WHAT IS BEING ASKED =>
Answer these questions from the text on AI and jobs:
(a) By how many jobs did Salesforce shrink its customer service team, and to what size?
(b) In the Skillsoft survey, what percentage of respondents call their talent development systems "outstanding"?
(c) According to the Federal Reserve Bank of New York survey, what share of service firms now use AI?

DOCUMENT TEXT =>
Salesforce Cuts 4,000 Support Jobs as AI Takes the Lead
4000
Salesforce CEO Marc Benioff has cut 4,000 customer service jobs, shrinking the team from 9,000 to 5,000 as AI now handles about 50% of support interactions and has reduced costs by 17% since early 2025. Microsoft has laid off 9,000 more staff this year, bringing its 2025 total to 15,000, while Klarna’s AI already does the work of 700 people. Altogether, over 64,000 tech jobs have been cut in 2025 as companies automate sales and support with AI.
85%
A new Skillsoft survey of 1,000 HR and learning leaders found only 1 in 10 are fully confident their workforce has the right skills for the next 1–2 years, even though 85% have talent development systems and just 6% call them “outstanding.” The biggest gaps are in leadership, AI and tech skills, with only 1 in 5 saying their training aligns with company goals. Despite the need, only 12% of the world’s largest companies have a change goal focused on people and just 3% invest directly in skills.
12%
A Federal Reserve Bank of New York survey found AI use jumped from 25% to 40% of service firms (and from 16% to 26% of manufacturers) in a year, with nearly half expecting to use AI in the next six months. Layoffs tied to AI are still rare—just 1% of service firms cut jobs this year versus 10% last year—but about 12% have already reduced hiring and nearly 25% plan to do so soon, especially for college-degree roles. At the same time, firms are retraining staff—over a third of service firms and 14% of manufacturers now, and nearly half plan to retrain workers in the coming months.

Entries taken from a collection
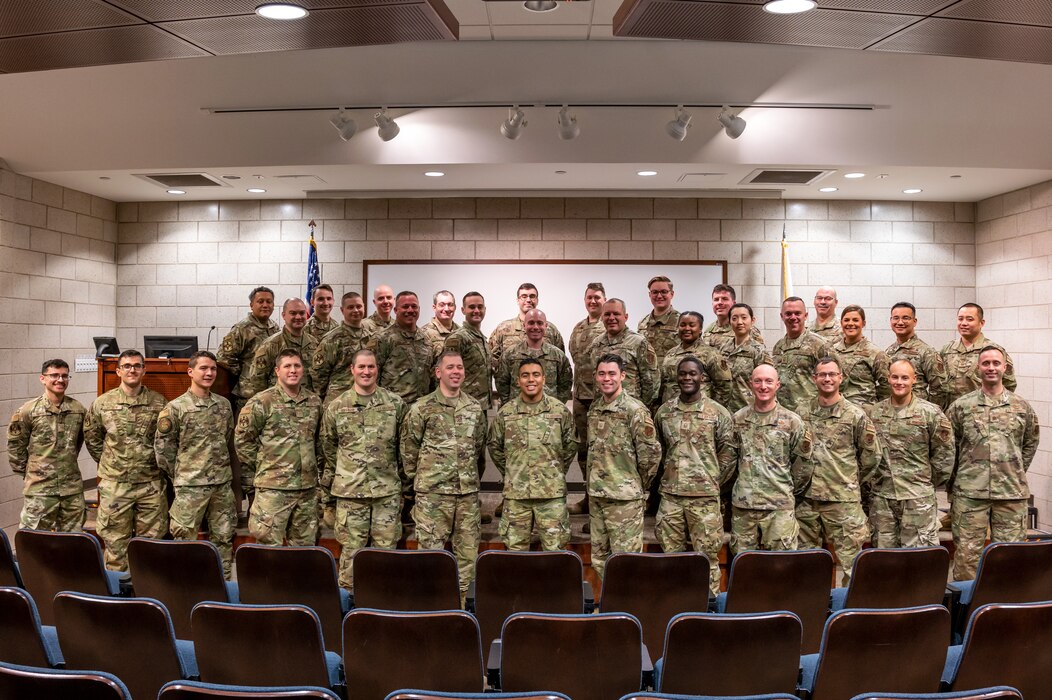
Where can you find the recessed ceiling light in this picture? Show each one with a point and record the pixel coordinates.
(789, 6)
(283, 11)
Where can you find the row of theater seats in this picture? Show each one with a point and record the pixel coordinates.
(651, 588)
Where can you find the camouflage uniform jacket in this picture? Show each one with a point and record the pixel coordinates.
(698, 441)
(773, 458)
(662, 332)
(330, 365)
(441, 441)
(239, 345)
(716, 335)
(845, 453)
(43, 441)
(193, 440)
(963, 368)
(437, 334)
(511, 332)
(260, 375)
(865, 368)
(996, 440)
(743, 359)
(318, 328)
(558, 376)
(927, 363)
(582, 337)
(478, 376)
(276, 440)
(642, 375)
(795, 359)
(405, 359)
(119, 434)
(532, 445)
(715, 379)
(624, 453)
(359, 439)
(917, 442)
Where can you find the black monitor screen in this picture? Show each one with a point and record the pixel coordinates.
(169, 345)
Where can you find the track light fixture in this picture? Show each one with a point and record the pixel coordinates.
(678, 127)
(733, 125)
(386, 127)
(344, 124)
(567, 124)
(512, 127)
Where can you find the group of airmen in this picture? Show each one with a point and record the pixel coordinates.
(824, 439)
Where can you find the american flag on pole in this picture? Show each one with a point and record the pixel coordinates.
(314, 268)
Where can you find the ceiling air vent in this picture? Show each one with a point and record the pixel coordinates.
(784, 176)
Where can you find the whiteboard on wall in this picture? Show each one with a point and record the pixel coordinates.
(561, 285)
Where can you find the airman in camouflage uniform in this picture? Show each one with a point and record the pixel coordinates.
(195, 434)
(442, 323)
(996, 436)
(43, 439)
(917, 441)
(512, 331)
(660, 326)
(404, 355)
(700, 457)
(795, 356)
(743, 356)
(773, 461)
(321, 322)
(717, 333)
(119, 434)
(559, 376)
(846, 455)
(865, 364)
(623, 459)
(275, 440)
(532, 442)
(640, 362)
(715, 372)
(441, 439)
(962, 356)
(469, 341)
(359, 438)
(260, 375)
(330, 366)
(926, 360)
(239, 345)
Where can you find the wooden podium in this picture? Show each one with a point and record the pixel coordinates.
(165, 376)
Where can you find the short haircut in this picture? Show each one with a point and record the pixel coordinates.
(200, 355)
(288, 352)
(611, 357)
(854, 307)
(741, 304)
(728, 288)
(58, 363)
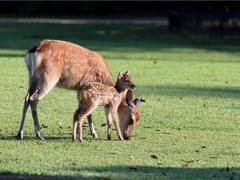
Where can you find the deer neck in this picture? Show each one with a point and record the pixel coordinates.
(122, 94)
(118, 88)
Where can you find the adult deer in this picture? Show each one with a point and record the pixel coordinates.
(59, 63)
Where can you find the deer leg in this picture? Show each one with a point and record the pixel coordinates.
(25, 108)
(109, 121)
(81, 114)
(116, 122)
(33, 105)
(91, 127)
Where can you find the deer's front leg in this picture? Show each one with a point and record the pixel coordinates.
(116, 121)
(25, 108)
(109, 122)
(33, 105)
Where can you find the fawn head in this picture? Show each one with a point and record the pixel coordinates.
(129, 115)
(124, 81)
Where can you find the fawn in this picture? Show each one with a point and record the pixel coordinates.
(95, 94)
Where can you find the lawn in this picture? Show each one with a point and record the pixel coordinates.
(190, 125)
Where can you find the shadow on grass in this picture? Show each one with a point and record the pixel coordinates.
(136, 172)
(185, 90)
(11, 176)
(110, 37)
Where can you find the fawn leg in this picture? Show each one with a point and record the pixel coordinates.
(91, 127)
(75, 124)
(82, 114)
(116, 122)
(109, 121)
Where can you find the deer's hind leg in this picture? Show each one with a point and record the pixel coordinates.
(38, 88)
(82, 112)
(91, 126)
(116, 122)
(109, 122)
(24, 111)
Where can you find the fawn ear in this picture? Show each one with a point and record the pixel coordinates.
(129, 97)
(136, 101)
(120, 75)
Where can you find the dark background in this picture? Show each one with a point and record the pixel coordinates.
(220, 18)
(112, 8)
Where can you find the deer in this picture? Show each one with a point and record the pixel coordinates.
(94, 94)
(66, 65)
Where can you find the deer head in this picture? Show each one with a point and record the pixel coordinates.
(124, 81)
(129, 114)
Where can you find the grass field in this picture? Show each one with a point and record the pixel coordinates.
(190, 126)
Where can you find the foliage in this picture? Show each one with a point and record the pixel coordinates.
(190, 120)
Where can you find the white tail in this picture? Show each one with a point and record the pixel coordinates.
(59, 63)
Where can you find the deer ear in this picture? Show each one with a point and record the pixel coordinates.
(129, 97)
(120, 75)
(136, 101)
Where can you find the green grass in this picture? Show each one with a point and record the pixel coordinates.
(190, 120)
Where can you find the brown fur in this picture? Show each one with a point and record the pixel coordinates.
(94, 94)
(61, 63)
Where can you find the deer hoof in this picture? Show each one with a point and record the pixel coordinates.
(19, 136)
(95, 136)
(40, 138)
(121, 139)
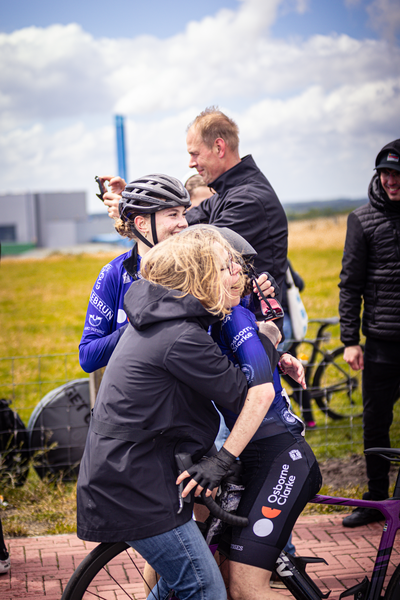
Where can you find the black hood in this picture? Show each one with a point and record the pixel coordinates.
(147, 303)
(379, 198)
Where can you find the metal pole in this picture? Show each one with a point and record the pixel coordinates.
(119, 126)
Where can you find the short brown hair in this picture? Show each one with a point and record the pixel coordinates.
(189, 262)
(212, 124)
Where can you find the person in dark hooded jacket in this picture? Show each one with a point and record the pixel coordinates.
(155, 401)
(371, 273)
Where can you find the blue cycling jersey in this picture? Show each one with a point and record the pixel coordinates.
(237, 336)
(105, 318)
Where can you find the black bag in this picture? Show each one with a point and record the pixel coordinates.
(14, 446)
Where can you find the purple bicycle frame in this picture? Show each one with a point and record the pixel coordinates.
(390, 510)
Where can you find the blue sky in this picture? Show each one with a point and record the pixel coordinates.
(163, 19)
(313, 85)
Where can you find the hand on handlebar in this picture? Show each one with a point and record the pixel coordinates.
(292, 366)
(207, 473)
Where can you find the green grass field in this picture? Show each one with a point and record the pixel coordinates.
(43, 305)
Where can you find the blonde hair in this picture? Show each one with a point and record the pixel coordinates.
(189, 262)
(212, 123)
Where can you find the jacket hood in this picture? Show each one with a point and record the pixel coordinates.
(236, 175)
(379, 198)
(148, 303)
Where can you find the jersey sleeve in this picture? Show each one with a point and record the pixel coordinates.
(99, 337)
(255, 359)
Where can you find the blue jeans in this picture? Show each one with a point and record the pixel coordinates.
(183, 560)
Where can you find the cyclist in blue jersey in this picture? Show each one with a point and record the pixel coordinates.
(152, 208)
(281, 473)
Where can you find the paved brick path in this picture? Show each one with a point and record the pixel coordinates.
(41, 566)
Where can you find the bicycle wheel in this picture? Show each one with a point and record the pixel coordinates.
(393, 588)
(336, 391)
(111, 570)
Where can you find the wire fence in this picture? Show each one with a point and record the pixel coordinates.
(51, 395)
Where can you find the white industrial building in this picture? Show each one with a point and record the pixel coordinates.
(50, 219)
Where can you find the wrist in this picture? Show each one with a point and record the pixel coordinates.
(226, 456)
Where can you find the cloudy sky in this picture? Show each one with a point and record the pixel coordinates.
(314, 86)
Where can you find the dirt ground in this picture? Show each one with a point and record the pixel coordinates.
(347, 473)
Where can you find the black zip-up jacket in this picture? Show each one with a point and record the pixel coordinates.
(154, 401)
(246, 202)
(371, 270)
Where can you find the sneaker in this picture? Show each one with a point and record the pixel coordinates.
(362, 516)
(5, 565)
(276, 582)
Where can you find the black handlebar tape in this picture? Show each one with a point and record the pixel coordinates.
(219, 513)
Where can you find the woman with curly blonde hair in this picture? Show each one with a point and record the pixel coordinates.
(155, 400)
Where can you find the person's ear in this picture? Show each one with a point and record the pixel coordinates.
(220, 147)
(142, 224)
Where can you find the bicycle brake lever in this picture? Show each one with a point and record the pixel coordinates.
(184, 462)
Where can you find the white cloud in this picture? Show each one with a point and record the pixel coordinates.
(322, 101)
(384, 17)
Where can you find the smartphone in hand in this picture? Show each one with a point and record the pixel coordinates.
(101, 188)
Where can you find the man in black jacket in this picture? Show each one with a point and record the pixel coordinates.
(371, 272)
(245, 200)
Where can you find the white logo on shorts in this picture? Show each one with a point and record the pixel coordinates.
(295, 454)
(289, 417)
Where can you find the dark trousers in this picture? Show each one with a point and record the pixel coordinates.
(3, 548)
(381, 389)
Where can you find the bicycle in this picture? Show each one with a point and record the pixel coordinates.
(98, 576)
(335, 390)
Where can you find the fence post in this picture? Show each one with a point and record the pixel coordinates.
(94, 384)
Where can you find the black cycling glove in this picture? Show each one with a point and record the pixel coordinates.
(209, 471)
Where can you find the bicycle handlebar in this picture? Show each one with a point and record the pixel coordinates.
(184, 461)
(221, 514)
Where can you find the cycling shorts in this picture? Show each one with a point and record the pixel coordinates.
(280, 476)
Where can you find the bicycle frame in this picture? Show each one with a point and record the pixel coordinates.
(292, 569)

SOLUTION BELOW =>
(a) 4,000 jobs, bringing the team from 9,000 down to 5,000.
(b) 6%.
(c) 40%, up from 25% a year earlier.